━━ Records to use ━━

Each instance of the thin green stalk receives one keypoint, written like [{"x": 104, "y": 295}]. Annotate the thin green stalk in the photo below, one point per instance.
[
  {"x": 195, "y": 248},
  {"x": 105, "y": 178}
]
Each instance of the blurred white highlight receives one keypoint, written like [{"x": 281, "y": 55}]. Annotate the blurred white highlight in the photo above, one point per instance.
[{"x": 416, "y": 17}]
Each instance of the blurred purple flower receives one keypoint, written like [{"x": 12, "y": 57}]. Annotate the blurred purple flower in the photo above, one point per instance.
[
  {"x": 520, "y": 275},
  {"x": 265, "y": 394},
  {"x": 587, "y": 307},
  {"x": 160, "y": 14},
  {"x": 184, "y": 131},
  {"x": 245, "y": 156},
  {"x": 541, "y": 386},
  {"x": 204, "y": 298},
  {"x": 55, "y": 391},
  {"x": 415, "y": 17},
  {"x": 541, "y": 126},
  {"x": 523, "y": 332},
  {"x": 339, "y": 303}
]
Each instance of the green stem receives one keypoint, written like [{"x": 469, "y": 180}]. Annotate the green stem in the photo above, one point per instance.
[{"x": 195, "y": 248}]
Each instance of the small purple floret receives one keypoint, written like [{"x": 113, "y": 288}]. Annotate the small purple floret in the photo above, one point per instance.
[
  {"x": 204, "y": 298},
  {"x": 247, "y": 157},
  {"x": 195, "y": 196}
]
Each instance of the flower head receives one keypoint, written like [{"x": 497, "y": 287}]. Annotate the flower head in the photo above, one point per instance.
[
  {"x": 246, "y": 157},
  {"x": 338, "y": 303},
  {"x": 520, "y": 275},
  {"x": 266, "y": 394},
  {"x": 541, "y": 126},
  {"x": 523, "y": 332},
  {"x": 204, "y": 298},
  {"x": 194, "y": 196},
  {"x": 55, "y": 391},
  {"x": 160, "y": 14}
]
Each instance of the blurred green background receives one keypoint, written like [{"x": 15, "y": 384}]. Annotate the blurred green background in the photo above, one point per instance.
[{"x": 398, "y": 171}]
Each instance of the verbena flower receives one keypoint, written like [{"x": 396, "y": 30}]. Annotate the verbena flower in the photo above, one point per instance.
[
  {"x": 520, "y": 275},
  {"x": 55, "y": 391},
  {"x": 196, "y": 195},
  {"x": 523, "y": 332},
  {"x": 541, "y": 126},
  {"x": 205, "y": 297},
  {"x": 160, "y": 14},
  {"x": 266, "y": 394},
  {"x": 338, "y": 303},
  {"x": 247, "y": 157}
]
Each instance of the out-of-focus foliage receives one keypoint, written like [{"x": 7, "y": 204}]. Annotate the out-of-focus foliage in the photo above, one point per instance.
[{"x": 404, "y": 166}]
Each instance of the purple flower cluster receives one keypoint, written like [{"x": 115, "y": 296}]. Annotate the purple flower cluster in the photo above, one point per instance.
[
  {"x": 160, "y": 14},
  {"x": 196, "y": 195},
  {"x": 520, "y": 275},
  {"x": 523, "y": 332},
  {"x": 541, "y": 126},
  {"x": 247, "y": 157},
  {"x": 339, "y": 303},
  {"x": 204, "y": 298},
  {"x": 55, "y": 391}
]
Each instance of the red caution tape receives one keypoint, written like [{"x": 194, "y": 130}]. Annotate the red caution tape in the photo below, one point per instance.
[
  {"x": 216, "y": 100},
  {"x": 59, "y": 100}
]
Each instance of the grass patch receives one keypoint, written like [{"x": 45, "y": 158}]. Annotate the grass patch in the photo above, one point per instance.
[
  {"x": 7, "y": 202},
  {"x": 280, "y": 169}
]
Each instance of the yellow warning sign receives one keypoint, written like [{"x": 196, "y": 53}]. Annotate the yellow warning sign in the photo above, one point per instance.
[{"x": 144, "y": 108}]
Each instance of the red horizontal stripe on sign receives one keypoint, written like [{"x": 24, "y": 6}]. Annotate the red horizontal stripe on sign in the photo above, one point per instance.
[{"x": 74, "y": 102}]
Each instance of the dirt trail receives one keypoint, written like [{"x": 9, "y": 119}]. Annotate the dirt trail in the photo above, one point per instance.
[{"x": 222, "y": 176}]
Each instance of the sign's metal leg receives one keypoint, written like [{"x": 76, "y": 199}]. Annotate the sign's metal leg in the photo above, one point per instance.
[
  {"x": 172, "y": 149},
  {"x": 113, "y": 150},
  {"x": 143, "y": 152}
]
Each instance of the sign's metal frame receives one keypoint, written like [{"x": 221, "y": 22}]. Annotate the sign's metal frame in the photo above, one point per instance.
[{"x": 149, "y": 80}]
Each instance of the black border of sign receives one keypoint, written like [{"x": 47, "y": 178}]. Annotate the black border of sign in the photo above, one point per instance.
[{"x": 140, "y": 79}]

━━━

*Description of the task:* The expected result is every record above, duplicated exactly.

*Your solution:*
Each instance of the thin green stalk receives one keypoint, written like [{"x": 104, "y": 295}]. Annotate the thin green stalk in the photo below, one point per instance.
[
  {"x": 195, "y": 248},
  {"x": 105, "y": 178}
]
Each instance of the blurred white highlight receives one keypoint, written like [{"x": 281, "y": 55}]. Annotate the blurred white highlight in the photo above, one point per instance.
[{"x": 416, "y": 17}]
Each instance of the blurred purple flower receives one keypoint, written like [{"x": 12, "y": 57}]. Annotate the blurred purple flower in the photo above, one point per instance.
[
  {"x": 520, "y": 275},
  {"x": 265, "y": 394},
  {"x": 587, "y": 307},
  {"x": 160, "y": 14},
  {"x": 184, "y": 131},
  {"x": 245, "y": 156},
  {"x": 541, "y": 386},
  {"x": 204, "y": 298},
  {"x": 55, "y": 391},
  {"x": 415, "y": 17},
  {"x": 541, "y": 126},
  {"x": 523, "y": 332},
  {"x": 339, "y": 303}
]
Each instance of the green stem receives one keypoint, written like [{"x": 469, "y": 180}]. Annotate the green stem in the photo above, one point per instance.
[{"x": 195, "y": 248}]
Each instance of the small purple floret receives one keypoint, written like [{"x": 113, "y": 288}]. Annotate the small purple floret in the photo above, one point per instance.
[
  {"x": 204, "y": 298},
  {"x": 247, "y": 157},
  {"x": 195, "y": 196}
]
Each instance of the flower head receives one keypoint, written like [{"x": 497, "y": 287}]. Annotate the flower head in the photo above, one point per instance.
[
  {"x": 246, "y": 157},
  {"x": 338, "y": 303},
  {"x": 520, "y": 275},
  {"x": 266, "y": 394},
  {"x": 541, "y": 126},
  {"x": 523, "y": 332},
  {"x": 204, "y": 298},
  {"x": 194, "y": 196},
  {"x": 55, "y": 391},
  {"x": 160, "y": 14}
]
Each instance of the blurred green background receives one keypoint, written like [{"x": 15, "y": 384}]. Annotate the blurred green background in the photo above, one point per instance.
[{"x": 398, "y": 171}]
Each instance of the verbena flower receives one keypoint, written like [{"x": 396, "y": 30}]. Annotate the verbena flower in the photo above, one point per instance.
[
  {"x": 520, "y": 275},
  {"x": 55, "y": 391},
  {"x": 196, "y": 195},
  {"x": 523, "y": 332},
  {"x": 541, "y": 126},
  {"x": 205, "y": 297},
  {"x": 160, "y": 14},
  {"x": 266, "y": 394},
  {"x": 338, "y": 303},
  {"x": 247, "y": 157}
]
Each instance of the out-of-focus foliage receives one keypoint, written like [{"x": 7, "y": 204}]. Annotate the out-of-focus foliage in the photo above, one point per instance.
[{"x": 404, "y": 166}]
Each instance of the purple flower cluster receives one keypoint, written like [{"x": 115, "y": 296}]. Annotate the purple flower cluster in the photo above, one point per instance.
[
  {"x": 160, "y": 14},
  {"x": 196, "y": 195},
  {"x": 520, "y": 275},
  {"x": 523, "y": 332},
  {"x": 541, "y": 126},
  {"x": 247, "y": 157},
  {"x": 339, "y": 303},
  {"x": 204, "y": 298},
  {"x": 55, "y": 391}
]
Each instance of the red caution tape receives one keypoint, written like [{"x": 194, "y": 130}]. Annotate the red caution tape in the photo below, one point per instance.
[
  {"x": 216, "y": 100},
  {"x": 59, "y": 100}
]
Each instance of the grass patch receives one keypoint, written like [{"x": 45, "y": 158}]. Annotate the grass patch in the photo above, one point per instance.
[
  {"x": 7, "y": 202},
  {"x": 280, "y": 169}
]
Each instance of the yellow warning sign receives one keypoint, written like [{"x": 196, "y": 53}]. Annotate the yellow warning sign in the photo above, one point per instance.
[{"x": 144, "y": 108}]
Each instance of the red horizontal stripe on sign receives one keypoint, written like [{"x": 24, "y": 6}]. Annotate the red horizontal stripe on sign in the photo above, one point per instance.
[{"x": 74, "y": 102}]
Each instance of the dirt trail receives one keypoint, written like [{"x": 9, "y": 119}]. Annotate the dirt trail in the photo above, one point per instance.
[{"x": 222, "y": 176}]
Each instance of the sign's metal leg receives one keypoint, written like [{"x": 76, "y": 199}]. Annotate the sign's metal leg in the photo above, one point per instance.
[
  {"x": 172, "y": 149},
  {"x": 113, "y": 150},
  {"x": 143, "y": 152}
]
Each instance of the sign's metal frame receives one keypoint, written like [{"x": 221, "y": 22}]. Annotate the sign's metal frame in the photo above, one point per instance.
[{"x": 149, "y": 80}]
Each instance of the black border of sign receives one keypoint, written like [{"x": 47, "y": 178}]. Annotate the black border of sign in the photo above, one point per instance.
[{"x": 140, "y": 79}]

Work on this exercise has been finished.